Labeled area outline entries
┄┄┄┄┄┄┄┄┄┄┄┄┄┄┄┄┄┄┄┄

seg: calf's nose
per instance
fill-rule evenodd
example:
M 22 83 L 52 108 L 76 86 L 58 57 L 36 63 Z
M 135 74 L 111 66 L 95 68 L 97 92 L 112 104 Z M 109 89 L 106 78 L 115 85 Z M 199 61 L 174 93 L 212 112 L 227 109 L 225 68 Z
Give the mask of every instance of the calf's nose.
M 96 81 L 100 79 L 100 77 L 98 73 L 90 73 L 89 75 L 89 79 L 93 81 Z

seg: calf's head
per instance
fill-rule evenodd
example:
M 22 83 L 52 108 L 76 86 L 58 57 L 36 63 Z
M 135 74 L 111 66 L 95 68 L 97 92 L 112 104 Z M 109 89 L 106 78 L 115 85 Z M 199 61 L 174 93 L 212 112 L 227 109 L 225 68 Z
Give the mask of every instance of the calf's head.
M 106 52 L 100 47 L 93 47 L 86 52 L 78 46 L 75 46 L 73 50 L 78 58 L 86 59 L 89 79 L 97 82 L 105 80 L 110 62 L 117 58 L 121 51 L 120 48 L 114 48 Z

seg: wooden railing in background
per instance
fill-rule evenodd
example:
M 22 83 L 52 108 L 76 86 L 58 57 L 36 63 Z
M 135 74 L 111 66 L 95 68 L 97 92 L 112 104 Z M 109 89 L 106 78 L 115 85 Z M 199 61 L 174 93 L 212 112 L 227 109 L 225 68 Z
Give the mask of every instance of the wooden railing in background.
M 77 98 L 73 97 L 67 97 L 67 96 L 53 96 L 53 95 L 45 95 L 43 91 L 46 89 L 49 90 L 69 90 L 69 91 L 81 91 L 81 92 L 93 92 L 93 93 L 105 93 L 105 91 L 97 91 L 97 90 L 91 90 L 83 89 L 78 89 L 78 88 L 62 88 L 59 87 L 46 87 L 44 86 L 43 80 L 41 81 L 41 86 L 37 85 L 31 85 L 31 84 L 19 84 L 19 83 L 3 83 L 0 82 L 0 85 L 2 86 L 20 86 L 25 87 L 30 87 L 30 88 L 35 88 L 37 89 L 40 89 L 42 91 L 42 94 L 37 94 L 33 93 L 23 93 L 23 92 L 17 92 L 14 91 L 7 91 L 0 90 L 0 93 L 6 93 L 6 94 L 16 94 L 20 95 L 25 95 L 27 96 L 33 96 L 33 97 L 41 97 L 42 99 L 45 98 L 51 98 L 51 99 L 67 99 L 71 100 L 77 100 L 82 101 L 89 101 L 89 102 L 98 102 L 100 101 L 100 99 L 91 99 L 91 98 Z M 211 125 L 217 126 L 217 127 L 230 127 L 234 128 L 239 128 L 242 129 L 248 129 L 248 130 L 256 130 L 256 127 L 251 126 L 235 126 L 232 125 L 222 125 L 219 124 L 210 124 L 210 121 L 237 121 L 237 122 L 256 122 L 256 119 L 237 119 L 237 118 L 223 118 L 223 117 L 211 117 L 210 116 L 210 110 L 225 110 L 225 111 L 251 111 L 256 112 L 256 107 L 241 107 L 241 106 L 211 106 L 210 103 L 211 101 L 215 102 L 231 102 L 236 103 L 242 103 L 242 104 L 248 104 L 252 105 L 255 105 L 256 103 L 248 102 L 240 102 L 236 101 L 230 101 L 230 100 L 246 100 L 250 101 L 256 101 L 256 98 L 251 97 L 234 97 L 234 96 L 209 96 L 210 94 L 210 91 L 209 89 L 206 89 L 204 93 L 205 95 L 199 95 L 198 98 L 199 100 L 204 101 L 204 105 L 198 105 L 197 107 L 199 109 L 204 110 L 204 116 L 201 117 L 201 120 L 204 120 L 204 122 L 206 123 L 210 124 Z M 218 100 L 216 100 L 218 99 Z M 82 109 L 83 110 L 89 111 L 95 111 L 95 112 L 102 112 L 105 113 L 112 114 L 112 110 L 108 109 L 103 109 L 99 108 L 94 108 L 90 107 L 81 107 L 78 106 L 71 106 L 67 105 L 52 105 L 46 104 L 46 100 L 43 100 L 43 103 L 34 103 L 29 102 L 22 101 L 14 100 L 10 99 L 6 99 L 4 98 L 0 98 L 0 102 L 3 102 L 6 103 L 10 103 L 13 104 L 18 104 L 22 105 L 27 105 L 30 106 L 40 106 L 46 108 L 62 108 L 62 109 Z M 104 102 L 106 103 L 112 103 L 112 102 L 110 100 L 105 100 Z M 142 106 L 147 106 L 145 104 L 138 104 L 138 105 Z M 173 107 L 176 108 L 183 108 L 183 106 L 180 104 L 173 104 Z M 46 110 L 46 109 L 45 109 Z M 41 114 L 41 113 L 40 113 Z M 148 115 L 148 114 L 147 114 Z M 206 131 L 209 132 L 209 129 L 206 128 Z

┄┄┄┄┄┄┄┄┄┄┄┄┄┄┄┄┄┄┄┄

*Set problem*: Replace every occurrence of "per instance" with "each instance" in all of the material above, and leave everything else unchanged.

*Answer below*:
seg: calf's nose
each instance
fill-rule evenodd
example:
M 22 83 L 52 108 L 76 86 L 58 57 L 36 63 Z
M 135 74 L 111 66 L 95 68 L 97 92 L 112 104 Z M 109 89 L 106 78 L 115 85 Z M 199 61 L 174 93 L 212 112 L 227 109 L 225 68 Z
Give the mask of every instance of the calf's nose.
M 96 81 L 100 79 L 100 77 L 98 73 L 90 73 L 89 75 L 89 79 L 93 81 Z

seg: calf's head
each instance
fill-rule evenodd
example:
M 22 83 L 52 108 L 76 86 L 58 57 L 36 63 Z
M 135 74 L 111 66 L 95 68 L 97 92 L 112 104 Z M 109 89 L 106 78 L 115 85 Z M 199 61 L 174 93 L 212 112 L 227 109 L 225 68 Z
Give the mask of every instance of the calf's head.
M 106 52 L 100 47 L 93 47 L 86 52 L 78 46 L 75 46 L 73 50 L 78 58 L 86 59 L 89 79 L 97 82 L 105 80 L 110 62 L 117 58 L 121 51 L 120 48 L 114 48 Z

seg: wooden railing in background
each instance
fill-rule evenodd
example:
M 22 83 L 52 108 L 76 86 L 58 57 L 36 63 Z
M 135 74 L 111 66 L 95 68 L 97 92 L 112 104 Z M 109 89 L 106 78 L 115 85 Z M 199 61 L 174 93 L 212 112 L 227 109 L 225 68 Z
Give the mask of every instance of the wooden railing in background.
M 77 98 L 73 97 L 67 97 L 67 96 L 53 96 L 53 95 L 45 95 L 43 91 L 46 89 L 49 90 L 69 90 L 69 91 L 81 91 L 81 92 L 93 92 L 93 93 L 105 93 L 105 91 L 97 91 L 97 90 L 91 90 L 83 89 L 78 89 L 78 88 L 62 88 L 59 87 L 46 87 L 44 86 L 43 80 L 41 81 L 41 86 L 37 85 L 31 85 L 31 84 L 19 84 L 19 83 L 3 83 L 0 82 L 0 85 L 2 86 L 20 86 L 25 87 L 30 87 L 30 88 L 35 88 L 37 89 L 40 89 L 42 91 L 42 94 L 37 94 L 33 93 L 23 93 L 23 92 L 17 92 L 14 91 L 7 91 L 0 90 L 0 93 L 6 93 L 6 94 L 16 94 L 20 95 L 25 95 L 27 96 L 33 96 L 33 97 L 41 97 L 42 99 L 45 98 L 51 98 L 51 99 L 67 99 L 71 100 L 77 100 L 82 101 L 89 101 L 89 102 L 98 102 L 100 101 L 100 99 L 91 99 L 91 98 Z M 211 125 L 217 126 L 217 127 L 230 127 L 234 128 L 239 128 L 242 129 L 248 129 L 248 130 L 256 130 L 256 127 L 251 126 L 235 126 L 232 125 L 222 125 L 219 124 L 210 124 L 210 121 L 237 121 L 237 122 L 256 122 L 256 119 L 237 119 L 237 118 L 223 118 L 223 117 L 211 117 L 210 116 L 210 110 L 225 110 L 225 111 L 251 111 L 256 112 L 256 107 L 241 107 L 241 106 L 211 106 L 210 103 L 211 101 L 215 102 L 231 102 L 236 103 L 242 103 L 242 104 L 248 104 L 252 105 L 255 105 L 256 103 L 248 102 L 240 102 L 236 101 L 230 101 L 230 100 L 246 100 L 250 101 L 256 101 L 256 98 L 251 97 L 234 97 L 234 96 L 209 96 L 210 94 L 210 91 L 209 89 L 206 89 L 204 93 L 205 95 L 199 95 L 198 98 L 199 100 L 204 101 L 204 105 L 198 105 L 197 107 L 199 109 L 204 110 L 204 116 L 201 117 L 201 120 L 204 120 L 204 122 L 206 123 L 210 124 Z M 218 100 L 216 100 L 218 99 Z M 82 109 L 83 110 L 89 111 L 95 111 L 95 112 L 102 112 L 105 113 L 112 114 L 112 110 L 108 109 L 103 109 L 99 108 L 94 108 L 90 107 L 81 107 L 78 106 L 71 106 L 67 105 L 52 105 L 46 104 L 46 100 L 43 100 L 43 103 L 34 103 L 29 102 L 22 101 L 14 100 L 10 99 L 6 99 L 4 98 L 0 98 L 0 102 L 3 102 L 6 103 L 10 103 L 13 104 L 18 104 L 22 105 L 27 105 L 30 106 L 40 106 L 46 108 L 62 108 L 62 109 Z M 104 102 L 106 103 L 112 103 L 112 102 L 110 100 L 105 100 Z M 142 106 L 147 106 L 145 104 L 138 104 L 138 105 Z M 173 107 L 176 108 L 183 108 L 183 106 L 180 104 L 173 104 Z M 46 110 L 46 109 L 45 109 Z M 41 114 L 41 113 L 40 113 Z M 148 115 L 148 114 L 147 114 Z M 206 131 L 209 132 L 209 129 L 206 128 Z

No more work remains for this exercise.